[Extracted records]
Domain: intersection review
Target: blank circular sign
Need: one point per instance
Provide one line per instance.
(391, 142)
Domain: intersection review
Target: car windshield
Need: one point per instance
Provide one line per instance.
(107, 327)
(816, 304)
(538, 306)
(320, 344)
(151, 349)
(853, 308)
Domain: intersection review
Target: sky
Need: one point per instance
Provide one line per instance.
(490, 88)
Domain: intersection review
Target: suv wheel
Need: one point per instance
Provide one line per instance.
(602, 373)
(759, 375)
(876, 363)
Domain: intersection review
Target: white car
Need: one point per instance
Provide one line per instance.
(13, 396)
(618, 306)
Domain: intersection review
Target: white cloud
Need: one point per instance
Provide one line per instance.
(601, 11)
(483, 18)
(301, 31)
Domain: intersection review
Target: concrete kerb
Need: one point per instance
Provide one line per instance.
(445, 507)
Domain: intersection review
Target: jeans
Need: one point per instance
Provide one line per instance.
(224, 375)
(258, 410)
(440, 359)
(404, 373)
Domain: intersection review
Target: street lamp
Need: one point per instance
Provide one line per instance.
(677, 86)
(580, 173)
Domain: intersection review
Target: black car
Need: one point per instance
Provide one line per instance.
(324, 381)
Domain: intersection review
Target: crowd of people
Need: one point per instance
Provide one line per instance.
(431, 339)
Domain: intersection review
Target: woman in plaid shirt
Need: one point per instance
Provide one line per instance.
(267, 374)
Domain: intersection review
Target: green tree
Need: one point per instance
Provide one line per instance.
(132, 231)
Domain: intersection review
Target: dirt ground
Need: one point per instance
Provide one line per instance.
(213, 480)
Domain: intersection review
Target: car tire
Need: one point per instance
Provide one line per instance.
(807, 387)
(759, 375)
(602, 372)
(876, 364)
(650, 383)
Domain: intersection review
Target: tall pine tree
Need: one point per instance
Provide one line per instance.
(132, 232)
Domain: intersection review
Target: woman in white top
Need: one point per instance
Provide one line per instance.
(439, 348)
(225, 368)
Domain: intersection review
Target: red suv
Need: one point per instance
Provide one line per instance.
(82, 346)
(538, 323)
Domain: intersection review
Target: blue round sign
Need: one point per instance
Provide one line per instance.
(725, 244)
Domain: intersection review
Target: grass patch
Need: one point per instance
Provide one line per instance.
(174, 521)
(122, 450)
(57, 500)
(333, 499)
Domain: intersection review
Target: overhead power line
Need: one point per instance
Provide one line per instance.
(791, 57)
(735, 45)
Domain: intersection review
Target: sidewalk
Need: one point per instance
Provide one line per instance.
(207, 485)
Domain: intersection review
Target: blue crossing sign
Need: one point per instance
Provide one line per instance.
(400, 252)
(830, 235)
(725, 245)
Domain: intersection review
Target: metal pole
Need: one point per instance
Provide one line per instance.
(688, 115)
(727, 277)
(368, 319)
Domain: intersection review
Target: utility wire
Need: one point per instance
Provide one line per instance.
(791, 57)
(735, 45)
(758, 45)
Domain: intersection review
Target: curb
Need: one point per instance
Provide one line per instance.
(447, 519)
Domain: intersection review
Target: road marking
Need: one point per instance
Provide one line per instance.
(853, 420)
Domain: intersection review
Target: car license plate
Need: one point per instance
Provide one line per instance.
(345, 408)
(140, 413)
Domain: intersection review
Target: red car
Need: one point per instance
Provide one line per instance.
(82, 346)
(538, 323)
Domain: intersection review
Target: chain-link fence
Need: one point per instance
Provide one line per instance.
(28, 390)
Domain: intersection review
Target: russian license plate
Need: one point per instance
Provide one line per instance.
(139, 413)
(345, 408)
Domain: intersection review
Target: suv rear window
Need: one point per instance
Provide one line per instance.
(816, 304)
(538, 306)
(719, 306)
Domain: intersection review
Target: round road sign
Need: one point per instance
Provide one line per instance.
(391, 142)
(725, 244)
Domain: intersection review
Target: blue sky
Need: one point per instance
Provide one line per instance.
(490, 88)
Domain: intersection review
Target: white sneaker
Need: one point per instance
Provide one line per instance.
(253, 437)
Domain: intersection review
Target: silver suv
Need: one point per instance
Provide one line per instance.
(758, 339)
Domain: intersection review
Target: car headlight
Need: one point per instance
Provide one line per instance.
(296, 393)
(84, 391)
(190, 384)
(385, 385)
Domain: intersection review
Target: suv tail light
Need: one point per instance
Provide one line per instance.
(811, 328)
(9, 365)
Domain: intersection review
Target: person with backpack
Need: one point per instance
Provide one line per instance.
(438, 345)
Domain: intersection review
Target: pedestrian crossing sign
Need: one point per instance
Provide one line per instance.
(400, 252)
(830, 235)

_What needs to be done_. Extract all of the data exactly as written.

_Result of the exercise_.
Domain: intersection review
Target: blank circular sign
Need: one point per instance
Provide one line per instance.
(391, 142)
Domain: intersection review
Target: car windshield
Need: one point per instance
Provide one line per instance.
(107, 327)
(816, 304)
(538, 306)
(320, 344)
(151, 349)
(853, 308)
Domain: intersection review
Target: sky
Need: one point per instance
Provide one line per instance.
(490, 88)
Domain: intersection review
Target: suv wheel
Need: one point per instance
Provide one line per instance.
(602, 373)
(759, 375)
(876, 363)
Domain: intersection review
Target: white car
Need: one point per instance
Provide one line per instance.
(13, 396)
(618, 306)
Domain: intersection review
Target: white cloud
Need: one point per instance
Provide one line per instance.
(601, 11)
(483, 18)
(301, 31)
Domain: intersection review
Target: concrete kerb
Need: one point per instance
Provide one line per instance.
(445, 507)
Domain: intersection review
Target: jeans
Need: one point per instance
Provide one line per instance.
(224, 375)
(258, 410)
(440, 359)
(404, 373)
Domain: intersection review
Target: street lamp
Need: one point per instance
Provide one line per instance.
(677, 86)
(580, 173)
Domain: intersection review
Target: black car
Need: one point per instance
Provide one line per instance.
(324, 381)
Domain: intersection review
Target: crowd of people
Need: one point per instance
Provide one line per instance.
(431, 339)
Domain: intersection review
Target: woman in plaid shirt
Need: one point per instance
Provide one line per instance.
(267, 374)
Domain: intersection review
Target: green tree
Need: one point per instance
Provide one line per instance.
(132, 231)
Domain: intersection review
Target: dirt ground
Need: one point per instance
Provide one line per instance.
(213, 480)
Domain: intersection review
Target: car tire
Need: one point per instance
Provide one line per instance.
(807, 387)
(759, 375)
(602, 372)
(876, 364)
(650, 383)
Domain: intersection review
Target: tall pine tree
Need: one point per instance
Provide one line per instance.
(132, 232)
Domain: intersection review
Target: woman in white top
Need: one point per instance
Provide one line per instance.
(439, 348)
(225, 368)
Domain: intersection review
Target: red suv
Need: one point per instance
Provide one line per instance.
(82, 346)
(538, 323)
Domain: intersection review
Target: blue round sign
Need: one point per instance
Provide one line per instance.
(725, 244)
Domain: intersection review
Target: grass patch
Need: one point per instance
Provide one line per instance.
(174, 521)
(122, 450)
(57, 500)
(333, 499)
Domain: intersection review
Target: overhead power line
Need: one point per instance
Provide one line per instance.
(791, 57)
(735, 45)
Domain: intersection review
Target: sidewalk
Need: one point per instance
Provide one line per instance.
(207, 485)
Domain: intersection review
Target: blue crossing sign
Need: one point per instance
Provide one line per instance.
(400, 252)
(830, 235)
(725, 245)
Domain: intersection review
Target: metal pole
Need: one point per instance
Provide one line per instance.
(688, 115)
(727, 277)
(368, 319)
Domain: intersection review
Target: utility wire
Need: one point per instance
Provide one line per instance.
(791, 57)
(735, 45)
(758, 45)
Domain: intersection review
Target: curb
Need: one point per instance
Provide one line per instance.
(447, 519)
Domain: intersection review
Target: road marking
Need: one point per instance
Provide one line per instance.
(853, 420)
Domain: intersection review
Target: car license plate
Need: one point per instance
Provide one line per instance.
(345, 408)
(140, 413)
Domain: intersection review
Target: red car
Need: one point per instance
Provide one line per instance.
(82, 346)
(538, 323)
Domain: intersection review
Target: chain-link fence
Need: one point per instance
Provide one line per instance.
(28, 390)
Domain: intersection review
Target: russian license plate
Need: one point per instance
Provide one line per instance.
(139, 413)
(345, 408)
Domain: intersection review
Target: suv rear window
Need: one point per instance
Provide one line per instance.
(816, 304)
(538, 306)
(719, 306)
Domain: intersection review
Target: round road sign
Need: one point per instance
Provide one line per instance.
(391, 142)
(725, 244)
Domain: intersection review
Target: blue sky
Need: one point per instance
Provide one line per instance.
(490, 88)
Domain: intersection review
Target: white sneaker
Need: one point per instance
Provide one line per instance.
(253, 437)
Domain: intersection review
Target: silver suv
Need: one point per instance
Provide one line per instance.
(758, 339)
Domain: intersection review
Target: car headlight
Need: one point per instance
Provide one line per instance.
(296, 393)
(84, 391)
(190, 384)
(385, 385)
Domain: intersection review
Target: suv tail light
Need: one point per instance
Provide one line per instance.
(811, 328)
(9, 365)
Domain: intersection review
Target: person with backpack
Need: one point per instance
Provide one line per instance.
(438, 345)
Domain: intersection review
Target: pedestrian crossing sign
Need: one point per instance
Provide one line per instance.
(400, 252)
(830, 235)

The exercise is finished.